Juan Eugenio Hartzenbusch (6 September 1806 – 2 August 1880) was a Spanish dramatist. He was the Director of the National Library of Spain until he retired in 1875.

Biography
Hartzenbusch was born in Madrid, Spain. His father was a German furniture carpenter and his mother a Spanish woman with the name María Josefa Martínez Calleja. Hartzenbusch's childhood was spent as an apprentice in his father's shop in order to become a cabinet-maker. He studied French 1815-1818 and then took a four-year course in the Jesuit College of San Isidro el Real in Madrid where he studied principally rhetoric, Latin, and philosophy. He followed his father's trade till 1830, when he learned shorthand and joined the staff of the Gaceta. He married Doña María Bernardina Morgue in 1830. She died in 1836. His earliest dramatic essays were translations from Molière, Voltaire and Alexandre Dumas, père; he then turned to adapting old Spanish plays, and in 1837 produced his first original play, Los amantes de Teruel, the subject of which had previously been used by Andrés Rey de Artieda, Tirso de Molina and Juan Pérez de Montalbán. Los amantes de Teruel at once made the author's reputation, but Doña Mencía (1840) and Alfonso el Casto (1841) were disappointments; it was not till 1845 that he repeated his former success with La jura en Santa Gadea.

▶ _BRIEF A_
Lay out the rows as a JSON list of strings, one string per line and blank lines omitted, covering only the part that opens with the line containing "One point marks each instance of the chandelier chain." and closes with the line containing "x=501, y=239". Leave the pictures out.

▶ _GIVEN RECORDS_

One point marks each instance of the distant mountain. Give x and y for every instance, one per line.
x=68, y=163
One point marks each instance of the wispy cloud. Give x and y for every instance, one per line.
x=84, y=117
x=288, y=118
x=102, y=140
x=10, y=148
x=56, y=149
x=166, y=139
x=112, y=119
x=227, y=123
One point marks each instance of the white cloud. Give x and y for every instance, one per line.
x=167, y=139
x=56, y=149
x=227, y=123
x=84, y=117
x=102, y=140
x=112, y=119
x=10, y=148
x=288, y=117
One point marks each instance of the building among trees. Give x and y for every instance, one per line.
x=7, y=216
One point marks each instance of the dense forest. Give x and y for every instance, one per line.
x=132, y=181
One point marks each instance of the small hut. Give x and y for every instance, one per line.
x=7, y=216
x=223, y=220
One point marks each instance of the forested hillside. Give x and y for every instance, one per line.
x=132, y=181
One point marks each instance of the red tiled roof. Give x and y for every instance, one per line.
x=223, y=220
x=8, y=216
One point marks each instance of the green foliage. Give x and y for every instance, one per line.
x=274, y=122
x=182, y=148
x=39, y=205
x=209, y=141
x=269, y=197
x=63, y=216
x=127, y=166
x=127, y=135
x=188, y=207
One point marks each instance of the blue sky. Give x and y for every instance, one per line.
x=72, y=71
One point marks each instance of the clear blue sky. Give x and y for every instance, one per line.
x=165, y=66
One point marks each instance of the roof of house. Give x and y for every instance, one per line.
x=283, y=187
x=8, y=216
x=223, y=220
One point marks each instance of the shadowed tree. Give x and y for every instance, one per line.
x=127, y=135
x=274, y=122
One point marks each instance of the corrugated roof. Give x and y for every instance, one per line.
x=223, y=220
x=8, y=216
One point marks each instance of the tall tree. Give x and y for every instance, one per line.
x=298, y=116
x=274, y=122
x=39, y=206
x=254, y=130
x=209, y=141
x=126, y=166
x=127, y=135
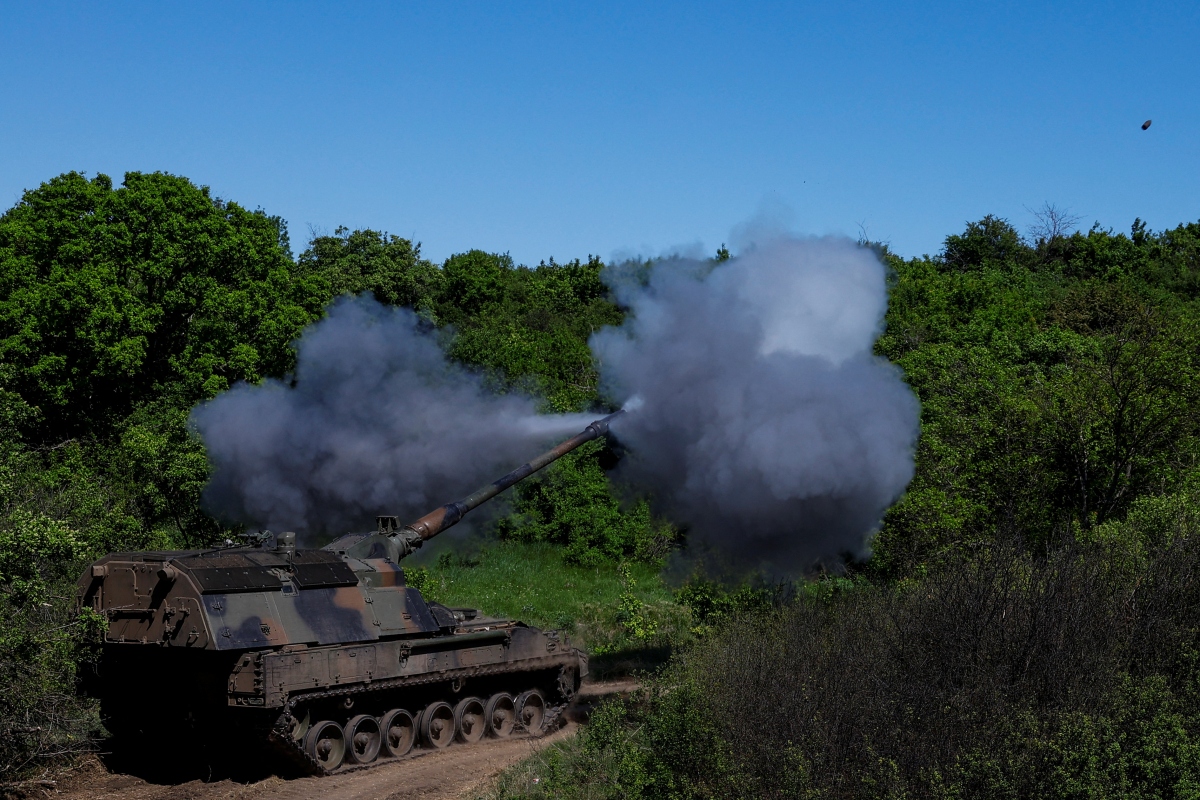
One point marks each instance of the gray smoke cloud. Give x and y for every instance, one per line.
x=759, y=415
x=376, y=420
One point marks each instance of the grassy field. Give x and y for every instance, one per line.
x=622, y=613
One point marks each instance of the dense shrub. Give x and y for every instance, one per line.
x=574, y=505
x=1075, y=674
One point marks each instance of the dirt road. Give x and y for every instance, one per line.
x=451, y=774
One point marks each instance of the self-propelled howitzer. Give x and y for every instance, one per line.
x=324, y=654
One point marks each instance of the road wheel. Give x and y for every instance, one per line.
x=469, y=722
x=399, y=732
x=364, y=739
x=437, y=725
x=327, y=745
x=532, y=710
x=501, y=714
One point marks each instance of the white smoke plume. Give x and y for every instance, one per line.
x=377, y=421
x=759, y=415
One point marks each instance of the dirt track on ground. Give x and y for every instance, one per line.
x=450, y=774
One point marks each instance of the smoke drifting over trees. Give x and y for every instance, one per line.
x=377, y=421
x=759, y=414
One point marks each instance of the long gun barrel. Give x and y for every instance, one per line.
x=435, y=522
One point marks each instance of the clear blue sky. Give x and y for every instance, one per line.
x=570, y=128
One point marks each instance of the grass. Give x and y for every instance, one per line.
x=623, y=614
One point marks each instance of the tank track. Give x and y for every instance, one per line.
x=292, y=750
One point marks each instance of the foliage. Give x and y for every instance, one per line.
x=528, y=328
x=573, y=505
x=999, y=675
x=539, y=584
x=389, y=268
x=1057, y=386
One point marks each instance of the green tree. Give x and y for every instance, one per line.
x=389, y=268
x=114, y=298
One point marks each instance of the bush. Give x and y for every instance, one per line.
x=1074, y=674
x=573, y=504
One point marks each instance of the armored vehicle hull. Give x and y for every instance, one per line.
x=324, y=655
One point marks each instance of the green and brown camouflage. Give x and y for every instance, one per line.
x=325, y=653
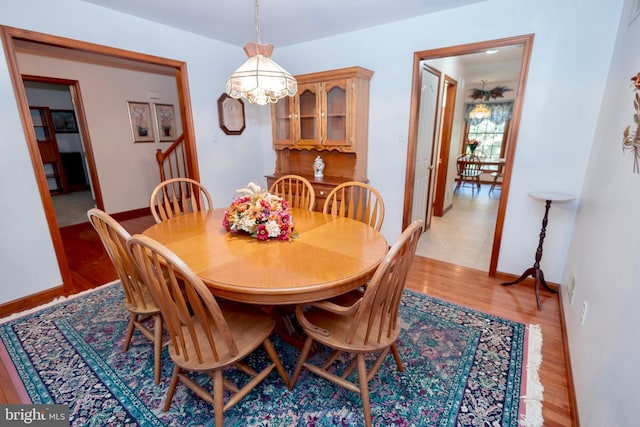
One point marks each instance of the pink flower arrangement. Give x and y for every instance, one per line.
x=262, y=215
x=473, y=144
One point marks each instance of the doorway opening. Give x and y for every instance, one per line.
x=62, y=146
x=442, y=169
x=46, y=45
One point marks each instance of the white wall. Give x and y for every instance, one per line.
x=571, y=52
x=604, y=256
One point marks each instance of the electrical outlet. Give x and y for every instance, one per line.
x=583, y=315
x=572, y=289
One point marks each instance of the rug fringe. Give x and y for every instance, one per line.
x=53, y=302
x=534, y=393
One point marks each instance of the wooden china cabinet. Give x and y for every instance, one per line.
x=328, y=117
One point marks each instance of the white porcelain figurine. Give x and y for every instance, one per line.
x=318, y=167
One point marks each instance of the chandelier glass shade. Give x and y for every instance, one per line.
x=480, y=112
x=260, y=80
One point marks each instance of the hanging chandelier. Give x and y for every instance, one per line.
x=259, y=79
x=480, y=111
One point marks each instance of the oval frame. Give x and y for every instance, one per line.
x=231, y=115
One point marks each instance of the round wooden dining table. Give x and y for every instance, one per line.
x=330, y=256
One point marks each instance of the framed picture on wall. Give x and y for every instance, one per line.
x=165, y=122
x=231, y=115
x=64, y=121
x=141, y=124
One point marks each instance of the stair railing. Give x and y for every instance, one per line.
x=172, y=163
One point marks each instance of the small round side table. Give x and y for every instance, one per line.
x=536, y=271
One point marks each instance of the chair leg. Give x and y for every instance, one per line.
x=172, y=388
x=364, y=389
x=303, y=356
x=157, y=346
x=218, y=397
x=132, y=325
x=271, y=351
x=396, y=356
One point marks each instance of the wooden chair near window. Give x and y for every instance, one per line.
x=177, y=196
x=296, y=190
x=469, y=172
x=368, y=326
x=356, y=200
x=138, y=300
x=497, y=179
x=207, y=336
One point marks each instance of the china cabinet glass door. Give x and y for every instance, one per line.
x=308, y=119
x=336, y=119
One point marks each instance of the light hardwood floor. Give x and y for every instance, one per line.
x=471, y=288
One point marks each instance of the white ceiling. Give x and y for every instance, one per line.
x=282, y=22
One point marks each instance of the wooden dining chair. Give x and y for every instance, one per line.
x=368, y=326
x=356, y=200
x=296, y=190
x=469, y=172
x=177, y=196
x=137, y=299
x=206, y=336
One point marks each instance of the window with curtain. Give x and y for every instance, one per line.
x=491, y=132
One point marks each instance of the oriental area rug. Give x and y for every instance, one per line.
x=462, y=368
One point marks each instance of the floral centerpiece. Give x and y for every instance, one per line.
x=473, y=144
x=262, y=215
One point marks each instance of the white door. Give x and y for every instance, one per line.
x=424, y=167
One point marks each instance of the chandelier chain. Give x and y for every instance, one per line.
x=258, y=23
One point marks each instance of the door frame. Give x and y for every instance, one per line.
x=418, y=57
x=434, y=138
x=9, y=36
x=450, y=89
x=76, y=99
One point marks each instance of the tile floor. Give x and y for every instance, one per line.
x=463, y=235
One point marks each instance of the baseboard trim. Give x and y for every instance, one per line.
x=567, y=356
x=136, y=213
x=31, y=301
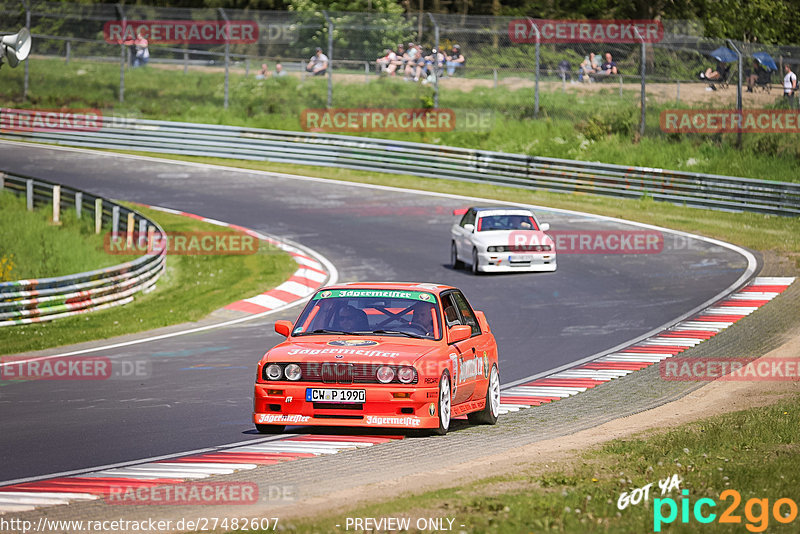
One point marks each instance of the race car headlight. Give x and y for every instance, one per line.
x=405, y=375
x=293, y=371
x=385, y=374
x=273, y=372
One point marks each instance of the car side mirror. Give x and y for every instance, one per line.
x=459, y=333
x=284, y=328
x=484, y=324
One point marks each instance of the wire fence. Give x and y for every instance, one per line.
x=549, y=76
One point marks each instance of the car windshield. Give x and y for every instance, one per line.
x=365, y=312
x=488, y=223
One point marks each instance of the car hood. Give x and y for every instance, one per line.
x=512, y=237
x=356, y=349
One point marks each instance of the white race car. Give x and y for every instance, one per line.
x=501, y=239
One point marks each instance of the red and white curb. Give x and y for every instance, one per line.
x=666, y=344
x=310, y=275
x=101, y=483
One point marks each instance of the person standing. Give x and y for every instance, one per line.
x=789, y=82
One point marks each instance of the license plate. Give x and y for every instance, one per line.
x=336, y=395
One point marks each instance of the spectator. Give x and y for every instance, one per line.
x=789, y=82
x=400, y=58
x=719, y=75
x=588, y=68
x=454, y=60
x=608, y=67
x=318, y=64
x=388, y=63
x=141, y=51
x=564, y=70
x=755, y=74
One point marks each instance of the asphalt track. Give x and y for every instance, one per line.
x=199, y=392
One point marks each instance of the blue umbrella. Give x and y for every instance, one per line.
x=766, y=60
x=726, y=55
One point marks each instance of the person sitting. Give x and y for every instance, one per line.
x=607, y=68
x=318, y=64
x=589, y=66
x=718, y=75
x=388, y=63
x=352, y=320
x=455, y=60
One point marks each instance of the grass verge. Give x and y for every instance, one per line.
x=753, y=452
x=190, y=288
x=34, y=247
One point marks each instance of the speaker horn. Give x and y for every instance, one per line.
x=16, y=47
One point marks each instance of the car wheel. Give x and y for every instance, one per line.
x=270, y=429
x=444, y=404
x=475, y=261
x=454, y=261
x=488, y=416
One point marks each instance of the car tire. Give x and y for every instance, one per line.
x=475, y=262
x=444, y=405
x=270, y=429
x=488, y=416
x=455, y=263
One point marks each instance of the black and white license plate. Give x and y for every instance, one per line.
x=336, y=395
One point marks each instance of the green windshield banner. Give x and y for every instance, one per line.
x=375, y=293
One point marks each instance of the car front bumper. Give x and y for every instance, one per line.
x=386, y=406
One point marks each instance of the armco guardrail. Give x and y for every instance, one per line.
x=45, y=299
x=379, y=155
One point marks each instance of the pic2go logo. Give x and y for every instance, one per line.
x=756, y=511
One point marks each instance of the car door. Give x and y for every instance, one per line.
x=464, y=239
x=468, y=361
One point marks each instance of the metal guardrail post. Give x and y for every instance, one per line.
x=122, y=54
x=29, y=194
x=56, y=204
x=27, y=63
x=536, y=86
x=98, y=215
x=227, y=53
x=115, y=221
x=330, y=58
x=738, y=96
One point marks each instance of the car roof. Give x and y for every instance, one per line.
x=415, y=286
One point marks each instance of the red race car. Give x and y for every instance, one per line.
x=396, y=355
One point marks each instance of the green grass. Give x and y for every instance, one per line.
x=586, y=126
x=752, y=451
x=37, y=248
x=191, y=287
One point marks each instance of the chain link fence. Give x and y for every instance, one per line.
x=501, y=76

▶ _BRIEF B_
From the Hartzenbusch biography, output the part that opens with the words "Juan Eugenio Hartzenbusch" and closes with "retired in 1875.", copied word for word.

▶ _WORKED ANSWER A_
[
  "One point marks each instance of the chandelier chain. Give x and y for every instance, one per line.",
  "x=258, y=23",
  "One point marks each instance of the door frame. Give x and y for every instance, one per line.",
  "x=418, y=57",
  "x=434, y=138",
  "x=9, y=36",
  "x=450, y=89",
  "x=76, y=99",
  "One point marks each instance of the tile floor. Give x and y for every instance, one per line.",
  "x=463, y=235",
  "One point marks each instance of the baseboard trim. Give x and y for every instance, one per line.",
  "x=567, y=356",
  "x=136, y=213",
  "x=31, y=301",
  "One point marks each instance of the race car headlight. Give x and y for every instance, one per line.",
  "x=405, y=375",
  "x=293, y=371",
  "x=385, y=374",
  "x=273, y=372",
  "One point marks each instance of the car side mirror. Give x and y for every instance, one per line.",
  "x=459, y=333",
  "x=284, y=328",
  "x=484, y=324",
  "One point marks each instance of the wire fence. Give x and y for every instance, one per line.",
  "x=549, y=76",
  "One point marks each instance of the car windshield. Give x and y for every instance, one per line.",
  "x=365, y=312",
  "x=488, y=223",
  "One point marks each instance of the car hood. Give x and y for every instance, one per line.",
  "x=512, y=237",
  "x=356, y=349",
  "One point marks each instance of the white race car. Give x and y for every instance, one per line.",
  "x=501, y=239"
]

▶ _WORKED ANSWER B_
Juan Eugenio Hartzenbusch (6 September 1806 – 2 August 1880) was a Spanish dramatist. He was the Director of the National Library of Spain until he retired in 1875.